Data rows:

● ● ● ● ● ● ●

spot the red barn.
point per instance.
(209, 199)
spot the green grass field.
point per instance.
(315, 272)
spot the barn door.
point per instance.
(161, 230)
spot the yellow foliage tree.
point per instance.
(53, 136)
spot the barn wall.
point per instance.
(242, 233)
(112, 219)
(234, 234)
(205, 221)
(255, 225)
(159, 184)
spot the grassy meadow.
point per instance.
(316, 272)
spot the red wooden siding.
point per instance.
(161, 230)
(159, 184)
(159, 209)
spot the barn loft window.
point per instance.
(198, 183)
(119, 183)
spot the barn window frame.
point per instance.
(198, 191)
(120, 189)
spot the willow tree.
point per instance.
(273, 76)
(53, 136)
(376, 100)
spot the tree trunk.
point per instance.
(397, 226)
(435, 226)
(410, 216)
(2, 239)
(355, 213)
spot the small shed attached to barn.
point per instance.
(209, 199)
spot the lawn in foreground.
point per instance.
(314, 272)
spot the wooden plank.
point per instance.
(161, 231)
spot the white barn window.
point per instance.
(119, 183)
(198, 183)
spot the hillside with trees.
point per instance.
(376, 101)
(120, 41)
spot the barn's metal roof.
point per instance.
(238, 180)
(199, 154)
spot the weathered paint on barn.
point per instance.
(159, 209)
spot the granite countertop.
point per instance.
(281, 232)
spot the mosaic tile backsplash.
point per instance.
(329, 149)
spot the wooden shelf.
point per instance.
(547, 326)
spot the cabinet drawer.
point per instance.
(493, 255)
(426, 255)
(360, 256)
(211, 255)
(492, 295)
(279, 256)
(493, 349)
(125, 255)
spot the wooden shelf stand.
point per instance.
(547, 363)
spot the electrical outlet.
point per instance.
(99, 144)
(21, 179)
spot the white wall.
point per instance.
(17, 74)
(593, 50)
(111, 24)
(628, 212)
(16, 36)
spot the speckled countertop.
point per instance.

● ● ● ● ● ● ●

Your goal: Output the lines above as a JSON list of strings, one string per line, leaving out blank lines.

The solution:
[
  "spot the red barn.",
  "point per instance.",
  "(209, 199)",
  "spot the green grass field.",
  "point per instance.",
  "(315, 272)",
  "spot the barn door.",
  "point per instance.",
  "(161, 230)",
  "spot the yellow foliage tree.",
  "point per instance.",
  "(53, 136)",
  "spot the barn wall.",
  "point per instance.",
  "(242, 233)",
  "(112, 219)",
  "(234, 234)",
  "(205, 221)",
  "(255, 225)",
  "(159, 184)",
  "spot the grassy meadow.",
  "point per instance.",
  "(316, 272)",
  "spot the red wooden siding.",
  "point per instance.",
  "(161, 230)",
  "(159, 184)",
  "(159, 209)",
  "spot the barn loft window.",
  "point per instance.",
  "(198, 183)",
  "(119, 183)",
  "spot the barn window frame.",
  "point per instance.",
  "(198, 191)",
  "(120, 189)",
  "spot the willow tree.",
  "point per instance.",
  "(273, 76)",
  "(53, 136)",
  "(376, 100)",
  "spot the tree trunk.",
  "point per instance.",
  "(397, 226)",
  "(435, 226)",
  "(410, 216)",
  "(2, 239)",
  "(355, 213)",
  "spot the small shed attached to barn.",
  "point per instance.",
  "(209, 199)",
  "spot the lawn in foreground.",
  "point per instance.",
  "(314, 272)",
  "spot the wooden plank.",
  "point per instance.",
  "(161, 231)",
  "spot the white barn window.",
  "point per instance.",
  "(119, 183)",
  "(198, 183)",
  "spot the hillside with trees.",
  "point per instance.",
  "(376, 101)",
  "(120, 41)",
  "spot the barn's metal roof.",
  "point per instance.",
  "(238, 180)",
  "(199, 154)",
  "spot the weathered paint on barn.",
  "point per instance.",
  "(159, 209)",
  "spot the granite countertop.",
  "point per instance.",
  "(281, 232)",
  "spot the mosaic tile backsplash.",
  "point per instance.",
  "(329, 149)",
  "spot the wooden shelf.",
  "point per instance.",
  "(547, 326)",
  "spot the cabinet drawer.",
  "point per instance.",
  "(493, 255)",
  "(426, 255)",
  "(360, 256)",
  "(211, 255)",
  "(492, 295)",
  "(279, 256)",
  "(493, 349)",
  "(125, 255)",
  "spot the wooden shelf stand.",
  "point per instance.",
  "(547, 363)",
  "spot the electrical outlet.",
  "point per instance.",
  "(99, 144)",
  "(21, 179)",
  "spot the white wall.",
  "point per instance.",
  "(17, 74)",
  "(593, 50)",
  "(111, 24)",
  "(628, 212)",
  "(16, 36)",
  "spot the speckled countertop.",
  "point per instance."
]